**Instruction**. Count how many lines of the data below contain the word "each" and reply with only that number.
Start Given information
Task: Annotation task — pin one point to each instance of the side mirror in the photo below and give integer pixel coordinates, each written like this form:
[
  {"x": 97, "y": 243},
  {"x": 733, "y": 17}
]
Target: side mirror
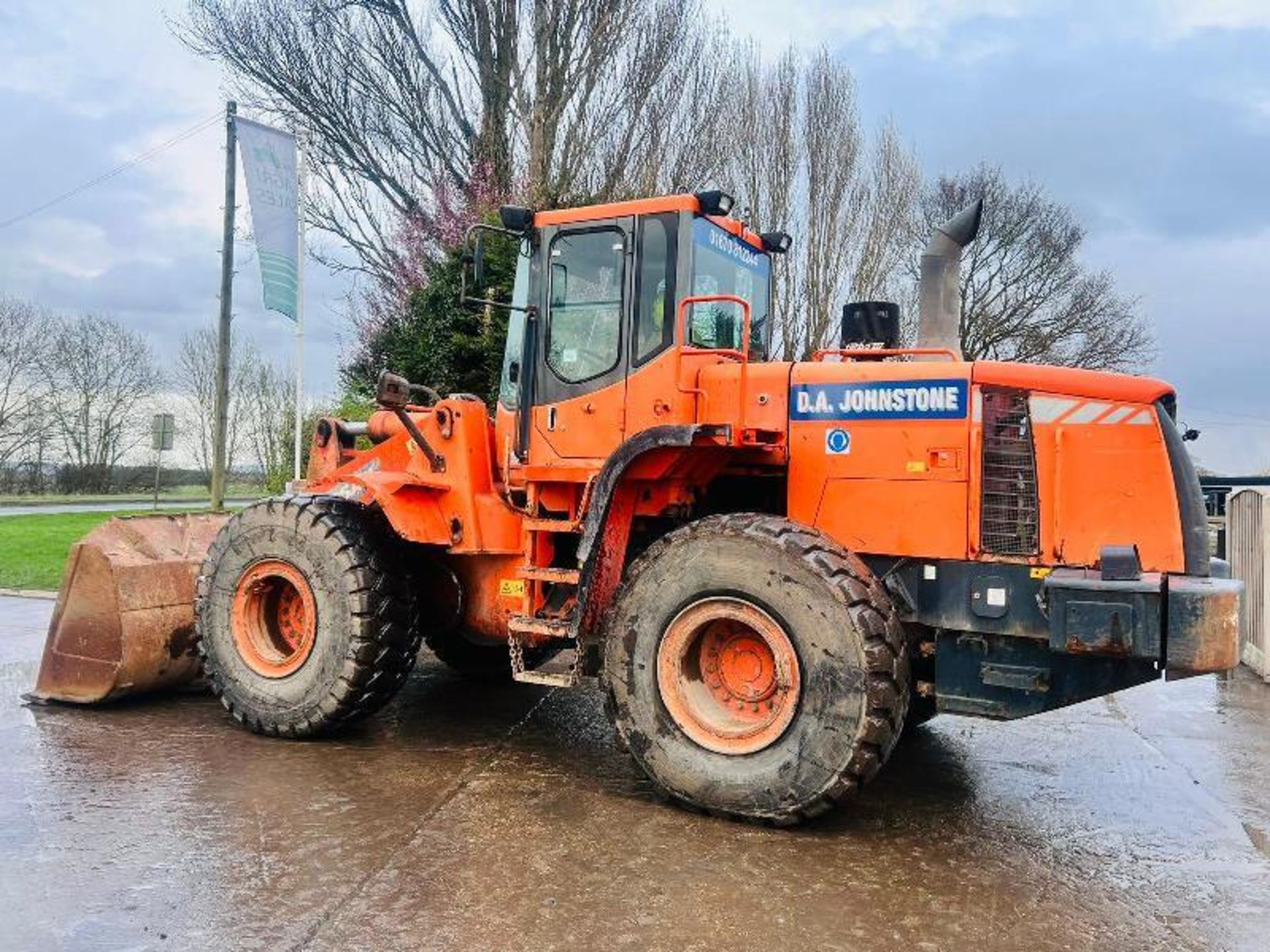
End Given information
Start Given information
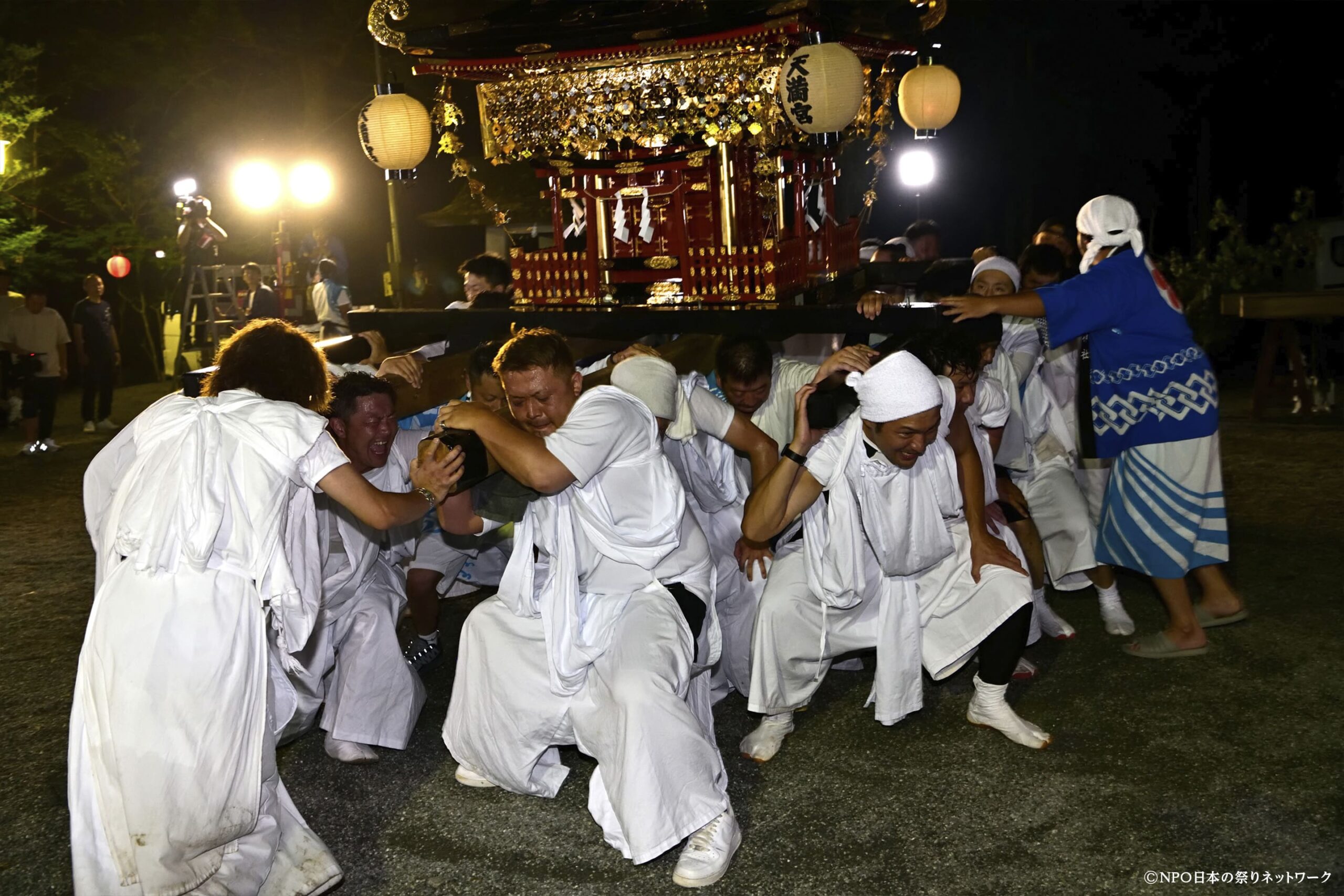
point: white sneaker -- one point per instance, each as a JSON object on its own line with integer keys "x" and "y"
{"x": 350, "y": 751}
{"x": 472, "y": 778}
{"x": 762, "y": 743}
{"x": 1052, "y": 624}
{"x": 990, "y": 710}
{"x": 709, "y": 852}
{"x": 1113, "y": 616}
End Given information
**Result**. 2